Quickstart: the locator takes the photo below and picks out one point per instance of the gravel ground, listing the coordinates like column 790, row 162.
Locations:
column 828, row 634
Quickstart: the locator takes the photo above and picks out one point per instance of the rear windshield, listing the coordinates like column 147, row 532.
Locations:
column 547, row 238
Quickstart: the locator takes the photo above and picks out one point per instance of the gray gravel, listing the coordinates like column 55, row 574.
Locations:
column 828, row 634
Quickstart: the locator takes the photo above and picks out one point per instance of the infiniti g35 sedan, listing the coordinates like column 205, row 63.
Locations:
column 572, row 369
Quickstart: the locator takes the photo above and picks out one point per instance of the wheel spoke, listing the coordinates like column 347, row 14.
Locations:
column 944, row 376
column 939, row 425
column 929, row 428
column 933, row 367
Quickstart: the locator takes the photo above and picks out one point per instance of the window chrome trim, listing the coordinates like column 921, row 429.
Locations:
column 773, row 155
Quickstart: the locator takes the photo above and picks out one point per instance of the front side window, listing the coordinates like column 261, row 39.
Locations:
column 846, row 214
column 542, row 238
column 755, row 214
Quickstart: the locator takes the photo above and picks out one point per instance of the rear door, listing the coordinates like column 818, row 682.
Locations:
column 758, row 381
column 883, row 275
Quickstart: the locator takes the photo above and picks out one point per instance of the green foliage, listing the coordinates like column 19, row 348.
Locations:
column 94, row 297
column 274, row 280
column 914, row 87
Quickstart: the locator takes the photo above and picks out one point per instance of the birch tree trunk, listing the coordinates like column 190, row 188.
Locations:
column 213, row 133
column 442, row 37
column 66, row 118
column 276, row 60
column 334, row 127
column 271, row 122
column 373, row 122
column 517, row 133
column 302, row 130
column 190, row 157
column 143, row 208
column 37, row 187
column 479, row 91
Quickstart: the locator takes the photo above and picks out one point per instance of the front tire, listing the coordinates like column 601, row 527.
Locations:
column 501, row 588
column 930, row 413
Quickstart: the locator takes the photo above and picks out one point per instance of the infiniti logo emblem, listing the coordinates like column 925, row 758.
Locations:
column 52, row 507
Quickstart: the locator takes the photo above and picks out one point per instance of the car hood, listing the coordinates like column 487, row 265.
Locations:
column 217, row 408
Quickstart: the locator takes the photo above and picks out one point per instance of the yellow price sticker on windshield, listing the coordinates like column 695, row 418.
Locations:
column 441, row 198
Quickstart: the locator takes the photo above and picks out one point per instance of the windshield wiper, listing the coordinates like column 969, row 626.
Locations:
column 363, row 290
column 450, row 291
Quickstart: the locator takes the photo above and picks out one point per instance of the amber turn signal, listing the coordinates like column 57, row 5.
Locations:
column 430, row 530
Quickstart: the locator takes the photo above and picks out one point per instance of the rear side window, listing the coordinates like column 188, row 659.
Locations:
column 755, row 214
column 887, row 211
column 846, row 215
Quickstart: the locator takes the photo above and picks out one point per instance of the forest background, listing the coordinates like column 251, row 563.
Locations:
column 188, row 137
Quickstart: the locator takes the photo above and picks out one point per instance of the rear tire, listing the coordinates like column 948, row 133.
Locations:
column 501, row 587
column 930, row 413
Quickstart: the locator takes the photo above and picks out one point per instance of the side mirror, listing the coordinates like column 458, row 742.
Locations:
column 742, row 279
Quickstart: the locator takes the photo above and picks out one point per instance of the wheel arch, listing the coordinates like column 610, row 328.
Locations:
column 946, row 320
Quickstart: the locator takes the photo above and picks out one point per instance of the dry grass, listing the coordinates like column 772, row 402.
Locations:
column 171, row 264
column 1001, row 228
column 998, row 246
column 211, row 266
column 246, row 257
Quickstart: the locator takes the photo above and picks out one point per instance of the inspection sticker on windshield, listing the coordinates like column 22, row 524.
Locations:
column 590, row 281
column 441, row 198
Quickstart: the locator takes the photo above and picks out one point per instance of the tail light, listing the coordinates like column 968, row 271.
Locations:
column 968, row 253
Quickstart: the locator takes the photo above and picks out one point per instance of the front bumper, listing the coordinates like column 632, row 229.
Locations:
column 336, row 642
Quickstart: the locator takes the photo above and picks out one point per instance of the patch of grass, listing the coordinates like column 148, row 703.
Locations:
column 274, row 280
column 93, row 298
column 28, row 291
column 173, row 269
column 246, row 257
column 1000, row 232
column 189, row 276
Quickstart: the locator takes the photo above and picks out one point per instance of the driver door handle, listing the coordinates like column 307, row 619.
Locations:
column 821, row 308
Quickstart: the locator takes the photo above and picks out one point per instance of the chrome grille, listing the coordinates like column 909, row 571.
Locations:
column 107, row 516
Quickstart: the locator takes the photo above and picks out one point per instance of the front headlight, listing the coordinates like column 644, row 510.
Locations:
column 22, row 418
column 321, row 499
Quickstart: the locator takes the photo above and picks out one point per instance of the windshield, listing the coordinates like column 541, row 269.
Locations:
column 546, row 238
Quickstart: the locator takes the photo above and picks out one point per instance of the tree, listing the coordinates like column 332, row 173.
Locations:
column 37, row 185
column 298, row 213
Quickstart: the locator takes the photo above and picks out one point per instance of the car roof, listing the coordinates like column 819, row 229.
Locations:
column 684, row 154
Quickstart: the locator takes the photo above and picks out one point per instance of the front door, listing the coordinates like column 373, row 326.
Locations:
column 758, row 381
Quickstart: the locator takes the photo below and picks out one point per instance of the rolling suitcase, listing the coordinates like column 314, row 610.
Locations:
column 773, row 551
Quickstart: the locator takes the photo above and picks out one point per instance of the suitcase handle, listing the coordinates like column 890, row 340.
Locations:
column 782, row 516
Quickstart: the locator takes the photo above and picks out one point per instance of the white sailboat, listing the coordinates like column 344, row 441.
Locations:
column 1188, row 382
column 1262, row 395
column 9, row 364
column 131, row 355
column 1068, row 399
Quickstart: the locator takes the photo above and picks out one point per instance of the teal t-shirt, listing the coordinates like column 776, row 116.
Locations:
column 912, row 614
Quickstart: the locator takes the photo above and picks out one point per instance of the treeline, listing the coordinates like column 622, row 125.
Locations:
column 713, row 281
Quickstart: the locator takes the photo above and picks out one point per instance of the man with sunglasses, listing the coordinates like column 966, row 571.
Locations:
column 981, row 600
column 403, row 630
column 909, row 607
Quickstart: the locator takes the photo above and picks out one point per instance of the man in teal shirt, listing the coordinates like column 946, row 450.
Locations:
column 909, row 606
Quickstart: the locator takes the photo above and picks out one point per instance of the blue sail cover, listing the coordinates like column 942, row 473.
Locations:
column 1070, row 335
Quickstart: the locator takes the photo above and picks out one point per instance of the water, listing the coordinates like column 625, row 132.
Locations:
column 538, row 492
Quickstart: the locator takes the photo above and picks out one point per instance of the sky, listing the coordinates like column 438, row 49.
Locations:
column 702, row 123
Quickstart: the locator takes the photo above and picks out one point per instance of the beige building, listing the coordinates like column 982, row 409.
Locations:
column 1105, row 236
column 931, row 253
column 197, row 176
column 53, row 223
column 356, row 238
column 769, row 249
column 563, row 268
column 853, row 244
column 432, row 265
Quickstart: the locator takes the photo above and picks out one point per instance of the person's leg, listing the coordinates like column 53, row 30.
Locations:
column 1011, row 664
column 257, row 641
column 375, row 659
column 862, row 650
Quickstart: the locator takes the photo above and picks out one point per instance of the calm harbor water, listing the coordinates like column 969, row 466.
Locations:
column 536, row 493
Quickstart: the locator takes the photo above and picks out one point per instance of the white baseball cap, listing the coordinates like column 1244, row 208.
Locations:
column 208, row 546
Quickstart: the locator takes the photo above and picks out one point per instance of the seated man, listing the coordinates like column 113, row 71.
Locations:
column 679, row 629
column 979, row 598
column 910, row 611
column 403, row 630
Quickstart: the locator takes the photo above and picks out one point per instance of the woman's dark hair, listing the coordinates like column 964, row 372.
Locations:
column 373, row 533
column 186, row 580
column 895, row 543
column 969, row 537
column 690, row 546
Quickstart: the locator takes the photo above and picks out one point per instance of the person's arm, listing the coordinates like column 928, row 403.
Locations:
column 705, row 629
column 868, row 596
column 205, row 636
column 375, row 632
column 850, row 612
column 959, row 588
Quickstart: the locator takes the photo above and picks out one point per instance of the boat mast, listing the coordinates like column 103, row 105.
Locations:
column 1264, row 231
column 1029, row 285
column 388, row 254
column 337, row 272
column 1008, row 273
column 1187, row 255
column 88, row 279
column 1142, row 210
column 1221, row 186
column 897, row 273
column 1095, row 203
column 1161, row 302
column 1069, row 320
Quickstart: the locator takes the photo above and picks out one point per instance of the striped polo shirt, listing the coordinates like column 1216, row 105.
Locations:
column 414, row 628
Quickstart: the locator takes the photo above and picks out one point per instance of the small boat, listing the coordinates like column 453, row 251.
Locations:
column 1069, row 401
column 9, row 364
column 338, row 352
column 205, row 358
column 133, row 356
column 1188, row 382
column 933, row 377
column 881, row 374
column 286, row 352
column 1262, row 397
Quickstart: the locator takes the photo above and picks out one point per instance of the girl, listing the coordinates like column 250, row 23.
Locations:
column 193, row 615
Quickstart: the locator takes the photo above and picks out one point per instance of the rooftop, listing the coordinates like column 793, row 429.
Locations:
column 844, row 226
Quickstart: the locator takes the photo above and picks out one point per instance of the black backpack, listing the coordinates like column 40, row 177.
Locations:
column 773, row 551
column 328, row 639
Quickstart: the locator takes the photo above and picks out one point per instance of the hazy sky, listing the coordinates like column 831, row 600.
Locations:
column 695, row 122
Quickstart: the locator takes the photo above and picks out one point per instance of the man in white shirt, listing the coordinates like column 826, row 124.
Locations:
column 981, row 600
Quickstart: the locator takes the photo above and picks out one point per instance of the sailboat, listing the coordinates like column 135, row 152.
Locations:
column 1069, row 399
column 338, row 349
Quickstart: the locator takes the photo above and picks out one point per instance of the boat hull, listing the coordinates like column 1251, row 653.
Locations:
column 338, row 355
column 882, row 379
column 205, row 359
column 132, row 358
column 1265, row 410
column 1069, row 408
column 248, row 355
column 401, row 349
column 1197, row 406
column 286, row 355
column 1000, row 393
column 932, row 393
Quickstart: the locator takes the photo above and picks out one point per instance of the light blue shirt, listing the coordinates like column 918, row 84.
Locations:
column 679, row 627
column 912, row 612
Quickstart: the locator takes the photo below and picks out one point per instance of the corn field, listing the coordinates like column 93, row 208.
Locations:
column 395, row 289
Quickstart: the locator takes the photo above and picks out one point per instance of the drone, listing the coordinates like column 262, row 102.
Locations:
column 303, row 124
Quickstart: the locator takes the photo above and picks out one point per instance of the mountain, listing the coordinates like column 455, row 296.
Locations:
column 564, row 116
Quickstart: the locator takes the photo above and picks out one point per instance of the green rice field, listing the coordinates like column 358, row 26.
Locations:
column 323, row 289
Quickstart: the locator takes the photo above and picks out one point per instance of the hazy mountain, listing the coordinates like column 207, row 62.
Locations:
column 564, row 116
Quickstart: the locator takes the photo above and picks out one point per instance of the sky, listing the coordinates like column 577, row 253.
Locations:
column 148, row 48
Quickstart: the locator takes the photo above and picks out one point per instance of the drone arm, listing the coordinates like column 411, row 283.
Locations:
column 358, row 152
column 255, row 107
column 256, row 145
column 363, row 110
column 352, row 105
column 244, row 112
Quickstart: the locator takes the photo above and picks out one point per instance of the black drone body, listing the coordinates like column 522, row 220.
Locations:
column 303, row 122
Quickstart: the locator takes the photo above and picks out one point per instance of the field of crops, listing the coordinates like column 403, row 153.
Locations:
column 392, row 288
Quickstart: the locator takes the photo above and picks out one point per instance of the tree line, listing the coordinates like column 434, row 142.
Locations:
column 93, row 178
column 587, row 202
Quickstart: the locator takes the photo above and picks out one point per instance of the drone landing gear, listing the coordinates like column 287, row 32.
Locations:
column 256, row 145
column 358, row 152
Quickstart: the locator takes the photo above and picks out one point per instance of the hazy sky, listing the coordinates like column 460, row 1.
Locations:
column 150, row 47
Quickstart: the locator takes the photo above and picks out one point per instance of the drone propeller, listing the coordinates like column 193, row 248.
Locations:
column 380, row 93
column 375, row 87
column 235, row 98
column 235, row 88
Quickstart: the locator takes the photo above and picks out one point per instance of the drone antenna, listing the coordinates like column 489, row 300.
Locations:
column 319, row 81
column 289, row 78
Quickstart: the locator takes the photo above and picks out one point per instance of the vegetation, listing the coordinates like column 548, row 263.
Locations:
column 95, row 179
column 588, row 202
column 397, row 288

==================================================

> Task prompt
Revise the data between the line containing "772, row 402." and the line containing "column 211, row 266", inclusive, so that "dry grass" reads "tall grass" and everything else remains unchanged. Return only those lines.

> Output below
Quickstart: the locator takes the photo above and picks out one point per instance of the tall grass, listing the coordinates like column 772, row 402.
Locations:
column 171, row 264
column 1001, row 228
column 998, row 246
column 211, row 266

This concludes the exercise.